# Working data:
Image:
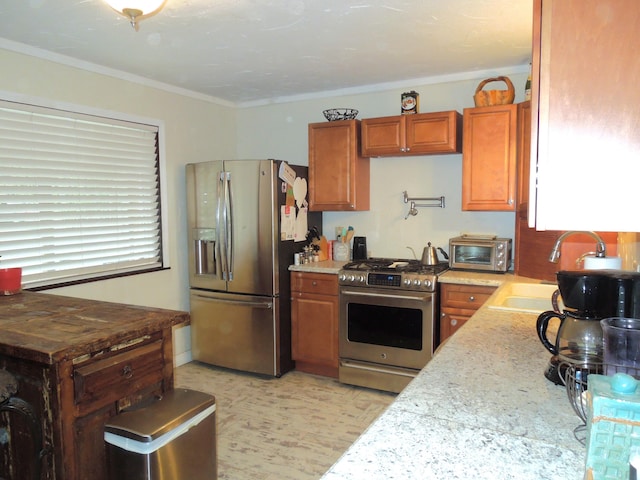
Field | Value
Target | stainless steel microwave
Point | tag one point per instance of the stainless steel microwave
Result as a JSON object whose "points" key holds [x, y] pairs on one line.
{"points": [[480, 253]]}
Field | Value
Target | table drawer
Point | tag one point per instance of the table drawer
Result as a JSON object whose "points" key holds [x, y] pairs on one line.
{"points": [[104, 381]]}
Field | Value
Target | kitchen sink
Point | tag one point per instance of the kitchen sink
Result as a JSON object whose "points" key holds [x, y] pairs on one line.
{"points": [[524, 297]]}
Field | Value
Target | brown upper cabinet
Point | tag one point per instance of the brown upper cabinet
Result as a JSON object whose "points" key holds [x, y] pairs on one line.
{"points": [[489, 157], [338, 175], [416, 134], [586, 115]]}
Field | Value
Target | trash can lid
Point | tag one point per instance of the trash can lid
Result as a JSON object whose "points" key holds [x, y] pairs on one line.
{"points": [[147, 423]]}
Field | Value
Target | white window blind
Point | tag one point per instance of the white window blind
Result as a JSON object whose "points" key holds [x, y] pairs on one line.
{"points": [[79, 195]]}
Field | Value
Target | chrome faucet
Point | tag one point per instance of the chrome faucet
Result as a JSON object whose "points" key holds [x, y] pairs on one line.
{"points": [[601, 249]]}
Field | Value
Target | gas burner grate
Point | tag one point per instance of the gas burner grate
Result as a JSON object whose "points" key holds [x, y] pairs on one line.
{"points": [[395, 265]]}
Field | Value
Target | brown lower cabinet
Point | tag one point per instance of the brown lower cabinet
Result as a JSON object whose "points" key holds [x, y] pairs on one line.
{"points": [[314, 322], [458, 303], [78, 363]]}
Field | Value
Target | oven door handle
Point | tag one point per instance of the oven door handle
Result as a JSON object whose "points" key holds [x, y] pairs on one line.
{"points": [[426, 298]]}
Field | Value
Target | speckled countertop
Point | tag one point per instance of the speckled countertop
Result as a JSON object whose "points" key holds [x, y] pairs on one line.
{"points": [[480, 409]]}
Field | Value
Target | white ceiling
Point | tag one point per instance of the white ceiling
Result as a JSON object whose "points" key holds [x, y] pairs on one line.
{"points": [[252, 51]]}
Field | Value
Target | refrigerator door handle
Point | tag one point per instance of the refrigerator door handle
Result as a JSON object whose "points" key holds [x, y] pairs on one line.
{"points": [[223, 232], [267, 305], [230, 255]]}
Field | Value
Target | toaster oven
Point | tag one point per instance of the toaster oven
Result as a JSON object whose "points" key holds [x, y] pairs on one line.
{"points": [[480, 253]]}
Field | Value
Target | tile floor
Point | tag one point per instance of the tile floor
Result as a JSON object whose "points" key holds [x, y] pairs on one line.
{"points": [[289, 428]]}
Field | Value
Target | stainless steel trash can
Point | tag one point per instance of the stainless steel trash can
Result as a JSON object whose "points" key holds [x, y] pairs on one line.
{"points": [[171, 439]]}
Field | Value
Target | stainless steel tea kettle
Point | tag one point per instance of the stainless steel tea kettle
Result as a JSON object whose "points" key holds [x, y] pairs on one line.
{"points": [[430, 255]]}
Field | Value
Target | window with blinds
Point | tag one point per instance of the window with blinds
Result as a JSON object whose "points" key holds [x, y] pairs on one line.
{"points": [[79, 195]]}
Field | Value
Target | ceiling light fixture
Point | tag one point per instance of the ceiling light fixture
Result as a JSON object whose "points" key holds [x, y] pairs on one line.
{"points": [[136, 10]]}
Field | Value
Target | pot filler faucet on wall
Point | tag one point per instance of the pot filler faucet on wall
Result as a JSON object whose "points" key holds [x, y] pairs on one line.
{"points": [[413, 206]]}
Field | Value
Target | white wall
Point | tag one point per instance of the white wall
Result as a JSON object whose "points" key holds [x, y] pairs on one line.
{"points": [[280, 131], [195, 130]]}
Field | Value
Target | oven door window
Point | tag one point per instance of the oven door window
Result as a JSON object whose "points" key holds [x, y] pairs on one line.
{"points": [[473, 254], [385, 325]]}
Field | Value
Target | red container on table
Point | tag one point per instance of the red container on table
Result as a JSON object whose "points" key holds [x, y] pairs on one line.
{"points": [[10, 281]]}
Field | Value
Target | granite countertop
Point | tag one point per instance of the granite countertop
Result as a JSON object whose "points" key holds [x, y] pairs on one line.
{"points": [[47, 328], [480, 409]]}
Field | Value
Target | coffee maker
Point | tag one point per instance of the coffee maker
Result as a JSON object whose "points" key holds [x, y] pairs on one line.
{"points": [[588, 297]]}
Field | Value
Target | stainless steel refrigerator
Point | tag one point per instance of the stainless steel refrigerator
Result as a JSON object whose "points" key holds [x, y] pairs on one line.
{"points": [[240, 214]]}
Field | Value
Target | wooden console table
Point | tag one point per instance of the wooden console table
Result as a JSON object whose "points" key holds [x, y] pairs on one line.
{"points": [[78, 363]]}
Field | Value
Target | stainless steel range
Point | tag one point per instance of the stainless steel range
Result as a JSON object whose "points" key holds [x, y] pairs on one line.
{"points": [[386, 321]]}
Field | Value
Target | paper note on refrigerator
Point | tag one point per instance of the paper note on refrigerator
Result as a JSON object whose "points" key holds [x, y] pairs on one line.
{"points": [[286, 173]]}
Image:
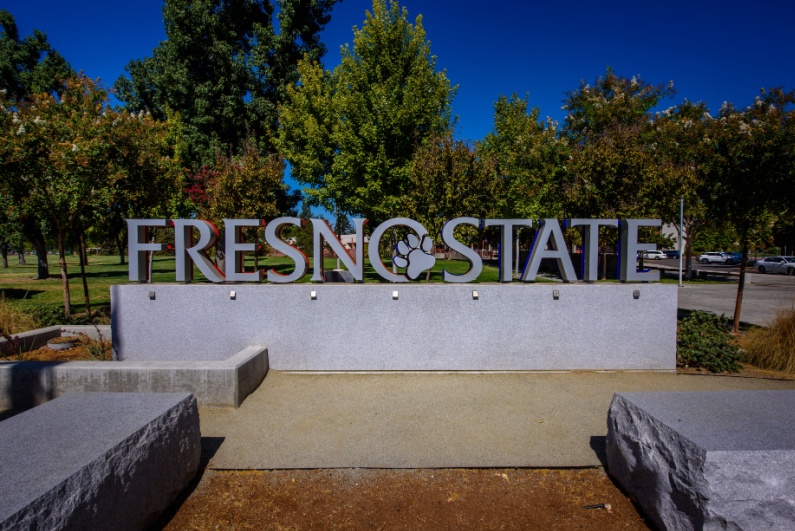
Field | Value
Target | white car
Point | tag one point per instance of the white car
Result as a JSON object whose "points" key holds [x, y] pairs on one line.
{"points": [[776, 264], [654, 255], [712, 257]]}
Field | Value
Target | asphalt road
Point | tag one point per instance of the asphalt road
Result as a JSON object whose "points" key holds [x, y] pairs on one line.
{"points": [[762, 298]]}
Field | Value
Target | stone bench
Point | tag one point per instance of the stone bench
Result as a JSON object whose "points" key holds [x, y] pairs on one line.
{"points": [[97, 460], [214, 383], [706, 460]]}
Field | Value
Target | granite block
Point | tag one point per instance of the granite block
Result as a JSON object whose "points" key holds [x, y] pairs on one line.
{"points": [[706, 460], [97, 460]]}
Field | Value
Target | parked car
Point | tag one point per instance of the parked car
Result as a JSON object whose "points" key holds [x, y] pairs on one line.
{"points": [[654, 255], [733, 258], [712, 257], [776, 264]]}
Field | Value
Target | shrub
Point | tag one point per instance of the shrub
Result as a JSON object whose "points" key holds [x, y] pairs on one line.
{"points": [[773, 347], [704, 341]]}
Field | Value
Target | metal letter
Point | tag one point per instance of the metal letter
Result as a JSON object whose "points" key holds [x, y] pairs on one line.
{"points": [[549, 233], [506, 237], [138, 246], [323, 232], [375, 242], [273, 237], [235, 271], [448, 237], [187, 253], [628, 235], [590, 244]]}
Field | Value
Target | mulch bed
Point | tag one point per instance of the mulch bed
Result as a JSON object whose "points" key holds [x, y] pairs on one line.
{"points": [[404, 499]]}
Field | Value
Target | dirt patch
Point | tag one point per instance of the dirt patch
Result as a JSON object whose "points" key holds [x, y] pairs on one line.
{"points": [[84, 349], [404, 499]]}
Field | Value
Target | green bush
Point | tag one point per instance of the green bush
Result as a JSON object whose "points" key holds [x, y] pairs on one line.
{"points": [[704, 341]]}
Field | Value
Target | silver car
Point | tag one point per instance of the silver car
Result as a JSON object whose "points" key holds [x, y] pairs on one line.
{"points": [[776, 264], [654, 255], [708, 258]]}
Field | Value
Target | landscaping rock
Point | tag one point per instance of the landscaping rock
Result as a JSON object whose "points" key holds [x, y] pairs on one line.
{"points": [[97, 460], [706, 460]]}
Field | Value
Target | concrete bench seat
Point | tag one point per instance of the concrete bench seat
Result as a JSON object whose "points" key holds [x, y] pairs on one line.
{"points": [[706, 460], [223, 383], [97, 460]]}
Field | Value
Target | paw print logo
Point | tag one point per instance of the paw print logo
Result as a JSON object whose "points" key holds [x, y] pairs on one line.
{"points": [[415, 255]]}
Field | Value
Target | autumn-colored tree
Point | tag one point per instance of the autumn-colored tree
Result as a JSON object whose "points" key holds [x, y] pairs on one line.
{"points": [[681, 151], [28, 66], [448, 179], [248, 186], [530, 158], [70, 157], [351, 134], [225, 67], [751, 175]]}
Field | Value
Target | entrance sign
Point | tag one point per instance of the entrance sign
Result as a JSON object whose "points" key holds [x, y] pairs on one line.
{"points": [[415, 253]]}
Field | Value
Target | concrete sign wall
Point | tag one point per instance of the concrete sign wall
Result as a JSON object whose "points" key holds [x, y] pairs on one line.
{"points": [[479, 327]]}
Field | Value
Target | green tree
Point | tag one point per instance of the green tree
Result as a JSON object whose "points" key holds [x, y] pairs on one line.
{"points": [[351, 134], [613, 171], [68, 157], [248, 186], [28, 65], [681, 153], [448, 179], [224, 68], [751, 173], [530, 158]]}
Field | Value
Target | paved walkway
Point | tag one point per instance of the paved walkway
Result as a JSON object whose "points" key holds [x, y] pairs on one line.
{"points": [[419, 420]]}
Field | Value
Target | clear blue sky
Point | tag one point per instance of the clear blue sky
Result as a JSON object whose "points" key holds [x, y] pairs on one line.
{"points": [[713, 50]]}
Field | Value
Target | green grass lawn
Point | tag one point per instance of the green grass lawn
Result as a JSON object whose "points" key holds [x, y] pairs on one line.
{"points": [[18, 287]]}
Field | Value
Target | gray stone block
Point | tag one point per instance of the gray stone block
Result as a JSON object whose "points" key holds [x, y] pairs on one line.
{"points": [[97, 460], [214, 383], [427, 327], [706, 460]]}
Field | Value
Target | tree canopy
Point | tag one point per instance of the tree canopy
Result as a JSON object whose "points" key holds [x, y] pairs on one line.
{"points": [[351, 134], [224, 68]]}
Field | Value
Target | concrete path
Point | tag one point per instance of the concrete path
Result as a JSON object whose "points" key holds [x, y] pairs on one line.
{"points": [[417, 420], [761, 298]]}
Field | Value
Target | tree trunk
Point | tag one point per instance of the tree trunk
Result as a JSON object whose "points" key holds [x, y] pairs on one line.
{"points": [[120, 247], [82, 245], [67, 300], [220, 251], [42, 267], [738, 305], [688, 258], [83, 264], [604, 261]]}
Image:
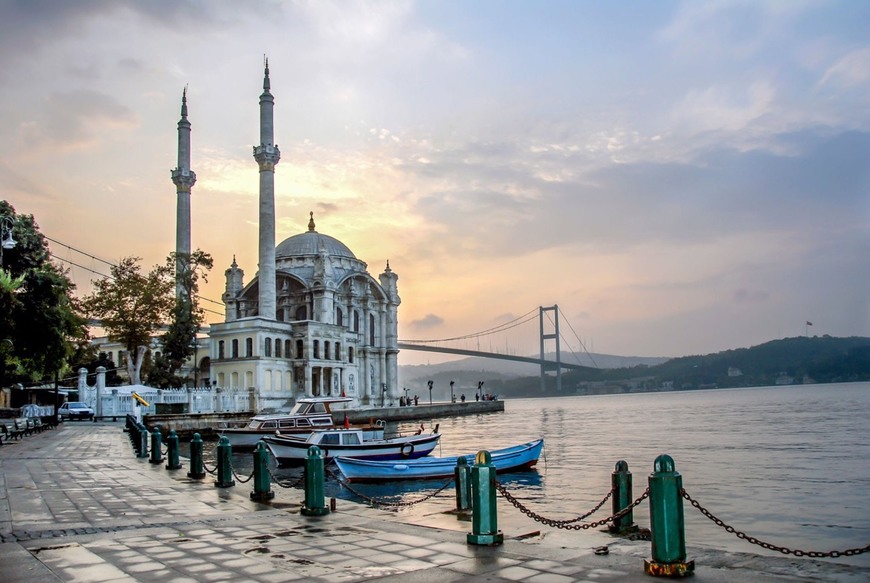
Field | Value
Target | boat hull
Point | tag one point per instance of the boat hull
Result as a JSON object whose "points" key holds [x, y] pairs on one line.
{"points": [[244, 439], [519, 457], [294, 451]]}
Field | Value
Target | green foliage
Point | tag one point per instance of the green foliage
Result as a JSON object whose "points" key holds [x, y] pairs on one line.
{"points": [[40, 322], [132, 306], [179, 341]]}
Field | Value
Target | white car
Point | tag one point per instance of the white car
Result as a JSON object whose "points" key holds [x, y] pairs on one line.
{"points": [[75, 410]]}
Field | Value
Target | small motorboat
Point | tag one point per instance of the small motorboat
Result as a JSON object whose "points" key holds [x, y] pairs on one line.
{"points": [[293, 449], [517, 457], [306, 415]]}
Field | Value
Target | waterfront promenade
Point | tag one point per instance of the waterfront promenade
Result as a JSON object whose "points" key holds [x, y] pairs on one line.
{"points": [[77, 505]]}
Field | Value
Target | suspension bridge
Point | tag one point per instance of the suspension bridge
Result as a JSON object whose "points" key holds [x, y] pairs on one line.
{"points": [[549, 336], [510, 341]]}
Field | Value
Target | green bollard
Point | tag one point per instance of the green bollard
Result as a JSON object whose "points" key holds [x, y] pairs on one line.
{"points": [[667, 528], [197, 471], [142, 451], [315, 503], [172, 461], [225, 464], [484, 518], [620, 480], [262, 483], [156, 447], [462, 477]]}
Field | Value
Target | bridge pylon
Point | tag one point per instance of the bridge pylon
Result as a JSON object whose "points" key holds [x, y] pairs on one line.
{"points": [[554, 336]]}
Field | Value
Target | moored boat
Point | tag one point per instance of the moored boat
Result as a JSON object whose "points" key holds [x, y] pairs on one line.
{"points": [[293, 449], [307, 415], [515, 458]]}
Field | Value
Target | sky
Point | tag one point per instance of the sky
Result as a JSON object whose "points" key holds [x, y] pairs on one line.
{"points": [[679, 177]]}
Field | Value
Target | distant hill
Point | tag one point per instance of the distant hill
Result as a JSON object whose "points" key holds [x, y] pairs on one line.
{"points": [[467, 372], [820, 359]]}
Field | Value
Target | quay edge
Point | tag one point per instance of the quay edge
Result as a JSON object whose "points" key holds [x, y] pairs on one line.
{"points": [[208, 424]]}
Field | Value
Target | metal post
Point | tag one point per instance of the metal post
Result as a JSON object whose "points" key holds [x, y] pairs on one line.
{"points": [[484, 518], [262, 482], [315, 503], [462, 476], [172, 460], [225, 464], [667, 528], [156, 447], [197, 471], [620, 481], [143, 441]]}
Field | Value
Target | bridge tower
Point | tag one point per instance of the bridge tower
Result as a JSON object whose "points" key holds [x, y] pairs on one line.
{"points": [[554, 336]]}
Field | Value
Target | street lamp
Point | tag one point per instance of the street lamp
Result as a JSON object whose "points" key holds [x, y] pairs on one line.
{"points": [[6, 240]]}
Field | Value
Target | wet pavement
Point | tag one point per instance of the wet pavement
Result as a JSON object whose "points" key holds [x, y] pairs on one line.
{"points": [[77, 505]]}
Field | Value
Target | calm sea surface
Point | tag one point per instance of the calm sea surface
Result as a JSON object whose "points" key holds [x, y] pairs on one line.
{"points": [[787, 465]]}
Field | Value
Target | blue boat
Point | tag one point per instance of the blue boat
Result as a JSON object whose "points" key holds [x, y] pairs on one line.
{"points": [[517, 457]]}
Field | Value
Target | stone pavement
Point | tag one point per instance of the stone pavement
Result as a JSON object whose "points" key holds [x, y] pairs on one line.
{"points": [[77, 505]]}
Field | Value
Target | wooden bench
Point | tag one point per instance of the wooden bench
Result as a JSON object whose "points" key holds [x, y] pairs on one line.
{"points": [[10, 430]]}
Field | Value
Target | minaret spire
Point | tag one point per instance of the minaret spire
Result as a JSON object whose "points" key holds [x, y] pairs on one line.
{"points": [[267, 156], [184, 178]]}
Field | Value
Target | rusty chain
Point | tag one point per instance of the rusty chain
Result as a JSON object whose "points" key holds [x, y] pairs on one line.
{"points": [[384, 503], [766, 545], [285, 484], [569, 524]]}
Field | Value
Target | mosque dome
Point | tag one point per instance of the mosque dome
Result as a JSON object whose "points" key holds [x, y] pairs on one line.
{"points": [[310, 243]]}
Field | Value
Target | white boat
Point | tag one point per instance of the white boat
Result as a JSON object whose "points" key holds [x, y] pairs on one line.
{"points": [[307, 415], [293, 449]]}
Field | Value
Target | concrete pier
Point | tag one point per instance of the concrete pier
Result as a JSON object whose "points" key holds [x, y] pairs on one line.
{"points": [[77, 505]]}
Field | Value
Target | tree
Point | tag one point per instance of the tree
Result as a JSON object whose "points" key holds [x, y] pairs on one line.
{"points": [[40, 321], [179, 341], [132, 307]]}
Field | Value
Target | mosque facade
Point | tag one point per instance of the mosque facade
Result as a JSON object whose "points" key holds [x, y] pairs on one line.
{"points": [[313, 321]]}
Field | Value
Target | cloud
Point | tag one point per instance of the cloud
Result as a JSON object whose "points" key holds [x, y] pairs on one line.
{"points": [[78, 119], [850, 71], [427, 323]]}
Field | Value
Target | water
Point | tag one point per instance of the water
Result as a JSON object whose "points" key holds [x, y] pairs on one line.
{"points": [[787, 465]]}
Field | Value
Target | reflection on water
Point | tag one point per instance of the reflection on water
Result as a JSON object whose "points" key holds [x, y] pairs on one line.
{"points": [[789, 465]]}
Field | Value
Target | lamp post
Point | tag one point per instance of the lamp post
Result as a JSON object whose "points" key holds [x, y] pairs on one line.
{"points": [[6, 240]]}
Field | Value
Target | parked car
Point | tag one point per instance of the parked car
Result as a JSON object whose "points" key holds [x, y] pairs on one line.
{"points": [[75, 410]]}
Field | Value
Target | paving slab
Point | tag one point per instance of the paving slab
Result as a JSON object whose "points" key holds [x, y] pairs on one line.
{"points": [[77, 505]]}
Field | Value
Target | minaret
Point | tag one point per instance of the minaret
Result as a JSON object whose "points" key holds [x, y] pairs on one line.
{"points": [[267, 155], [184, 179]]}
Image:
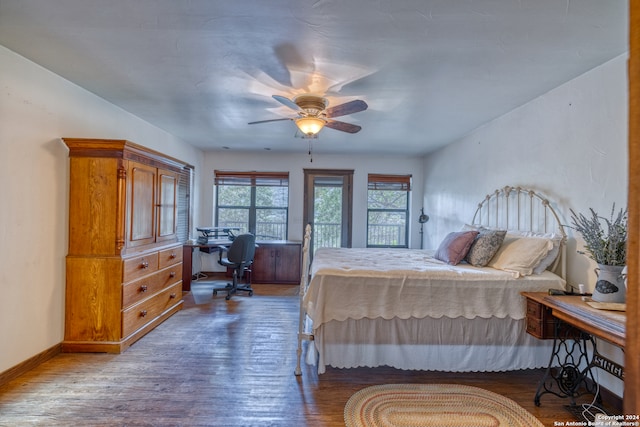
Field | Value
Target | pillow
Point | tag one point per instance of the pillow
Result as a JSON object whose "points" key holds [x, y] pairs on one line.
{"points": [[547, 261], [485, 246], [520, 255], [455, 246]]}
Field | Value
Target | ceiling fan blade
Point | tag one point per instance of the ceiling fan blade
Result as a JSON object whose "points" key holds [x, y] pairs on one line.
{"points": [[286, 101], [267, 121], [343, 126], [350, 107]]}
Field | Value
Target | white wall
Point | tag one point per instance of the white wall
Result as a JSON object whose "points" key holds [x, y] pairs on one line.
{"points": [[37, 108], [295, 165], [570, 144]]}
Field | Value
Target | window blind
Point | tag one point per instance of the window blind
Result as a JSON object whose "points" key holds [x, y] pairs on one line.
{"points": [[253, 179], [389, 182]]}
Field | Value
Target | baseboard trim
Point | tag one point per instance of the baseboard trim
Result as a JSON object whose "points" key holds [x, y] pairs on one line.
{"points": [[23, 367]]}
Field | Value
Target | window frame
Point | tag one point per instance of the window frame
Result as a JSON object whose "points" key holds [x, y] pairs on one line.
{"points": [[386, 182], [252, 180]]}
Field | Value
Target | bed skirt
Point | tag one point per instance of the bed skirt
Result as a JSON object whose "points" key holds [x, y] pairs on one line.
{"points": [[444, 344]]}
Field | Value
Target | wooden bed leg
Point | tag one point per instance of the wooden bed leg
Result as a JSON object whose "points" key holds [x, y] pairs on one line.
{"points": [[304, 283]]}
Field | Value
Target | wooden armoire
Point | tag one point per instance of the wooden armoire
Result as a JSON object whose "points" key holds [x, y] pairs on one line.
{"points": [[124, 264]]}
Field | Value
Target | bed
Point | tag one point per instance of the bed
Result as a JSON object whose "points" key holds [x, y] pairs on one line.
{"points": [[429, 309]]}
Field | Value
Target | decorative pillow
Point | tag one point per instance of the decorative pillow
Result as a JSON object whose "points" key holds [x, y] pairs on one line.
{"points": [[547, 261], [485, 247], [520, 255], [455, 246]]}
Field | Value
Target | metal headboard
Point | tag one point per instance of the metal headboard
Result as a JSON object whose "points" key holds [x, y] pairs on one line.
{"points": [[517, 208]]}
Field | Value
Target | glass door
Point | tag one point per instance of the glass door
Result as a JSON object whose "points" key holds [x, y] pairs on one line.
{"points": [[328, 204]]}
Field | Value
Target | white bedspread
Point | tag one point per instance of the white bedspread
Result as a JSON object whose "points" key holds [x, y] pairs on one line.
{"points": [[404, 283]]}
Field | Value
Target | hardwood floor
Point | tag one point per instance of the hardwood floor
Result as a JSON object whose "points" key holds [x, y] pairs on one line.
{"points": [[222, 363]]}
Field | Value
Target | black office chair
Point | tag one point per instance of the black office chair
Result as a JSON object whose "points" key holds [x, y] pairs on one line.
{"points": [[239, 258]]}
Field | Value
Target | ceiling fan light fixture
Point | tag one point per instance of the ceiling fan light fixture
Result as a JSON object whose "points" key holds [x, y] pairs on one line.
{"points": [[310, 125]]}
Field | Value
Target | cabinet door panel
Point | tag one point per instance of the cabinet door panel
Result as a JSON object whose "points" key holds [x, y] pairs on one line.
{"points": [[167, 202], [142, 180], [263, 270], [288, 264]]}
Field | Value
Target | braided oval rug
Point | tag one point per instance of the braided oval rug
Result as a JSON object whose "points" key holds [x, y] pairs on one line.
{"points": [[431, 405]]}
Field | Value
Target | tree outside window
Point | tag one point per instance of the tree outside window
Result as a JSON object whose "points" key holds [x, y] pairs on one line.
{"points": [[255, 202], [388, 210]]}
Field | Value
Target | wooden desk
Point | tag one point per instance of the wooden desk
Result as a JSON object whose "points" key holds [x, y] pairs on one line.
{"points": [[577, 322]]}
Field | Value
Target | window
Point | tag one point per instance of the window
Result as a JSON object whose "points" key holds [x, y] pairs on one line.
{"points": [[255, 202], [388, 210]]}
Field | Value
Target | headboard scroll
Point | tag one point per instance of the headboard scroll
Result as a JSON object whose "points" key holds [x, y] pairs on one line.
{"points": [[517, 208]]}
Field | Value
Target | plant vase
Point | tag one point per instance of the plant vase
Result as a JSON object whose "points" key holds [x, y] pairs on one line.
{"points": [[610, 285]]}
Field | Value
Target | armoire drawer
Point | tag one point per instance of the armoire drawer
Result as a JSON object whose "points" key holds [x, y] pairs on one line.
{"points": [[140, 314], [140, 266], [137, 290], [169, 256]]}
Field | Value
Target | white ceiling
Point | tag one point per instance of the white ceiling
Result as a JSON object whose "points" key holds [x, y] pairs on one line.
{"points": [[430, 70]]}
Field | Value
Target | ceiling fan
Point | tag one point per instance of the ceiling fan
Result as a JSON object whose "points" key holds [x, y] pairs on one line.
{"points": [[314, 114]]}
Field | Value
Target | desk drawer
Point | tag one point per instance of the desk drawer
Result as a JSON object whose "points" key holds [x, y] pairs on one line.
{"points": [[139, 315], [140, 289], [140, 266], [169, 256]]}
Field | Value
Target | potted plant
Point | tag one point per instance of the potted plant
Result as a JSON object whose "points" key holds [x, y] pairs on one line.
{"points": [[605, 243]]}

# Given request:
Identify every line in the material above that contains the string "burner", and copy each one.

# Response:
Target | gas burner grate
Point | tag one point per instance of the gas burner grate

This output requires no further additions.